--- DATASET RECORDS ---
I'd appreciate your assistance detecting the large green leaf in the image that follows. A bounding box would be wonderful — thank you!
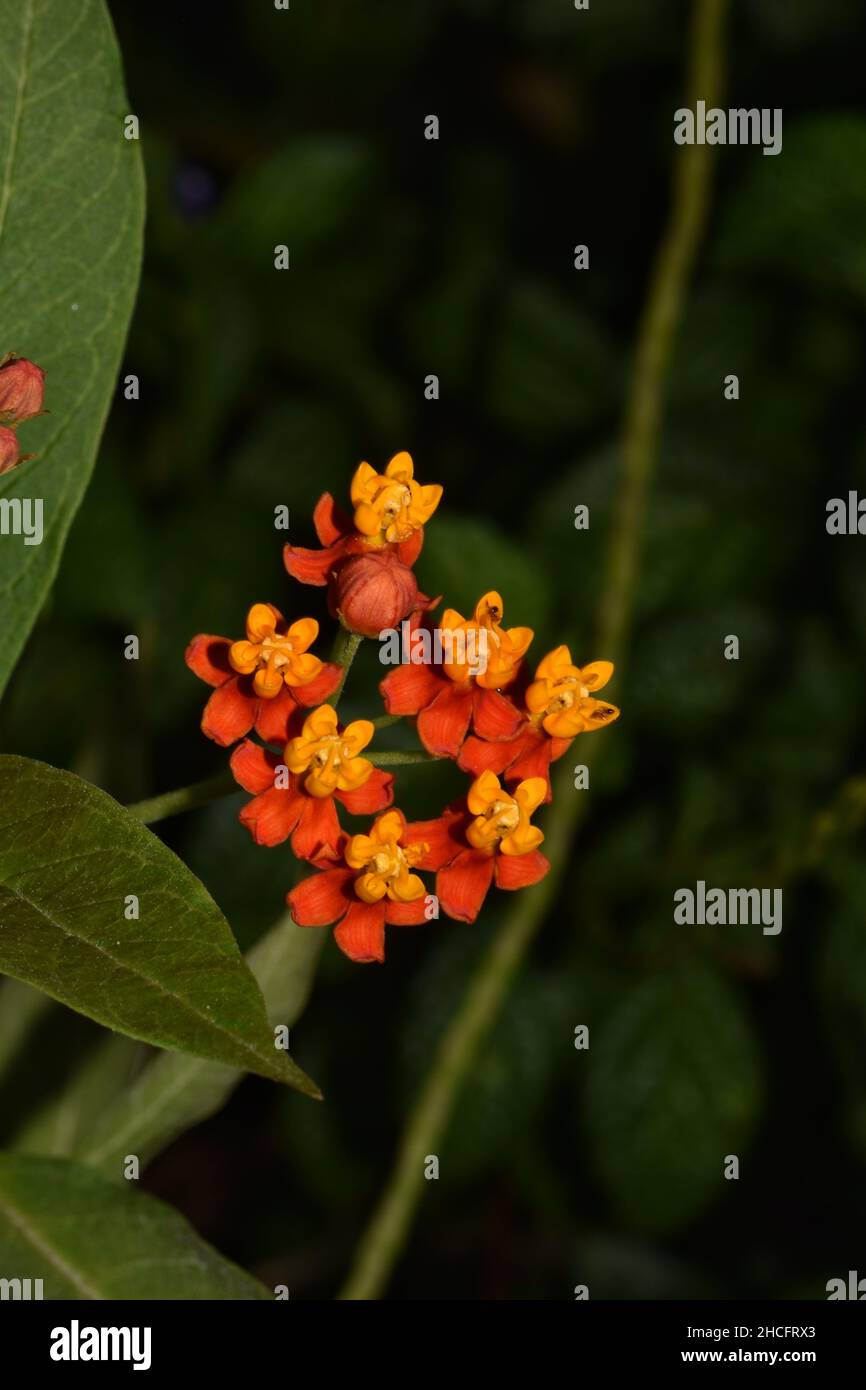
[585,967,760,1230]
[71,913,328,1179]
[0,756,318,1095]
[0,1154,268,1300]
[0,0,145,691]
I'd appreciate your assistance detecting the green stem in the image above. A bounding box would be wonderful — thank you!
[361,748,442,767]
[126,771,239,826]
[339,0,727,1300]
[328,627,364,709]
[373,714,403,728]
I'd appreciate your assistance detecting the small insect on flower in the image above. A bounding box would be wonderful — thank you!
[284,453,442,589]
[286,809,430,963]
[406,771,550,922]
[459,646,620,801]
[379,589,534,758]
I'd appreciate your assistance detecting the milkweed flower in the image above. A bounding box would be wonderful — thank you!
[379,589,534,758]
[185,603,342,748]
[0,353,44,425]
[0,425,21,473]
[229,705,393,860]
[284,453,442,586]
[286,808,430,963]
[459,645,620,801]
[406,771,550,922]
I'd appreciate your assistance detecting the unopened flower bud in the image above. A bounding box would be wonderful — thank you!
[334,555,427,637]
[0,356,44,425]
[0,425,21,473]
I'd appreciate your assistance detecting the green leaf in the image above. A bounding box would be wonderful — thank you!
[0,756,318,1095]
[73,913,328,1179]
[0,0,145,691]
[585,967,762,1230]
[0,1154,270,1300]
[417,512,550,628]
[716,114,866,306]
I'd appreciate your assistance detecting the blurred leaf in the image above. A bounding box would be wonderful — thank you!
[585,965,762,1230]
[403,922,573,1183]
[0,1154,270,1300]
[71,913,328,1180]
[417,512,550,628]
[214,135,377,264]
[748,0,863,50]
[714,114,866,307]
[0,0,143,691]
[488,281,617,439]
[820,856,866,1155]
[0,756,317,1095]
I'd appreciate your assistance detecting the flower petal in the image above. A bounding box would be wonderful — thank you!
[496,849,550,888]
[292,792,341,859]
[183,632,235,685]
[335,767,393,816]
[202,676,257,748]
[436,849,495,922]
[418,681,475,758]
[238,787,303,858]
[334,898,385,965]
[457,737,525,777]
[286,869,354,927]
[402,810,467,872]
[282,539,346,588]
[379,662,445,714]
[473,688,525,739]
[228,738,279,796]
[398,527,424,570]
[256,685,297,745]
[313,492,352,545]
[293,662,343,705]
[506,730,558,801]
[385,894,427,927]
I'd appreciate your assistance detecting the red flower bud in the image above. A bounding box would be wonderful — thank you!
[0,425,21,473]
[0,356,44,424]
[334,553,428,637]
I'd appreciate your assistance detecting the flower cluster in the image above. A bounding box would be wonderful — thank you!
[0,352,44,473]
[186,453,619,962]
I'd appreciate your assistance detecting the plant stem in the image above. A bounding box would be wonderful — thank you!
[361,748,442,767]
[339,0,727,1300]
[328,627,364,709]
[126,771,239,826]
[373,714,403,728]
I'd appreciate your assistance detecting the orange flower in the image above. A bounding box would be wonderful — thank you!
[379,589,532,758]
[284,453,442,587]
[185,603,342,748]
[231,705,393,862]
[406,771,550,922]
[286,809,428,963]
[459,646,620,801]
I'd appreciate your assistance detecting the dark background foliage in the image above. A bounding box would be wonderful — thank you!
[1,0,866,1298]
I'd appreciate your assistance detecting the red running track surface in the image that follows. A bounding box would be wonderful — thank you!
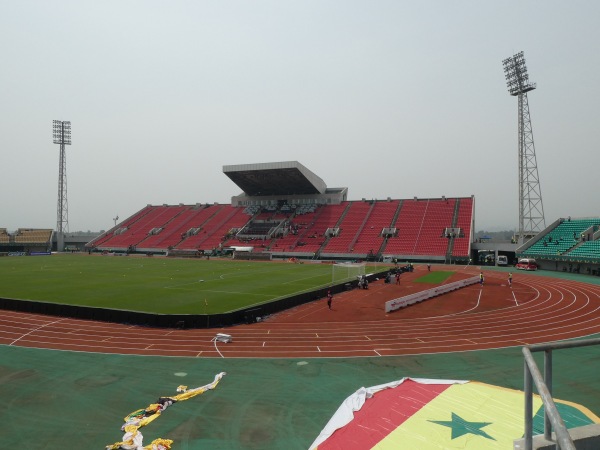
[0,267,600,358]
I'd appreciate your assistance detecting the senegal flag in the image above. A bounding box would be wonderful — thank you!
[310,378,600,450]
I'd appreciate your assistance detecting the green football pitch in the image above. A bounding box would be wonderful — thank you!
[0,254,384,314]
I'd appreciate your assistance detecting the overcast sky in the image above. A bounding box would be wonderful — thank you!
[0,0,600,231]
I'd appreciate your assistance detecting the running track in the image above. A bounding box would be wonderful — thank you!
[0,268,600,358]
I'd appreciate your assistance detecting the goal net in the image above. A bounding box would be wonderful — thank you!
[331,263,366,284]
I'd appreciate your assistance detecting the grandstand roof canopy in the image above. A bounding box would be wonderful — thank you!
[223,161,327,196]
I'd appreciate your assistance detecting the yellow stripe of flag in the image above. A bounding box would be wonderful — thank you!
[373,382,542,450]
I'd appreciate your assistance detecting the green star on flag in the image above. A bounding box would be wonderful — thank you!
[429,413,496,441]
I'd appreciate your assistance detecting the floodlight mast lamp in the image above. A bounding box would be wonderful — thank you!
[502,52,546,244]
[52,120,71,252]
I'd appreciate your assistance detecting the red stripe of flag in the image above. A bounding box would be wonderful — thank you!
[319,380,452,450]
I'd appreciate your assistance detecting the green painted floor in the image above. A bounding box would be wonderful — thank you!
[0,336,600,450]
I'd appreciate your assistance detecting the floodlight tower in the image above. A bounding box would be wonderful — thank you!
[502,52,546,244]
[52,120,71,252]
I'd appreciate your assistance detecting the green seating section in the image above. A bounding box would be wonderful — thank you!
[567,240,600,258]
[524,218,600,257]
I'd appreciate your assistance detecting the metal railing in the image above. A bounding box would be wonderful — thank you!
[523,339,600,450]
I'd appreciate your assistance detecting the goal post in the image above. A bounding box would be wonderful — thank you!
[331,263,366,284]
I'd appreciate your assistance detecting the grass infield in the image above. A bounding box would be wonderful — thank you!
[0,254,384,314]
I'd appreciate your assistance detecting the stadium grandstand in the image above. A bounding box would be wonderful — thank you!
[86,161,475,262]
[517,217,600,275]
[0,228,53,254]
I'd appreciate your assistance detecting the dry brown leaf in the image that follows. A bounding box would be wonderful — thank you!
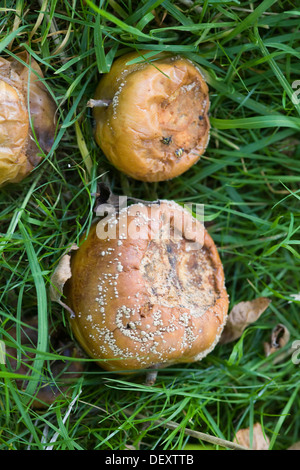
---
| OBJECTIVE |
How many lines in the rows above contain the string "flag"? Matching is case-sensitive, and the reply should be the number alone.

| COMPLETE OUTPUT |
4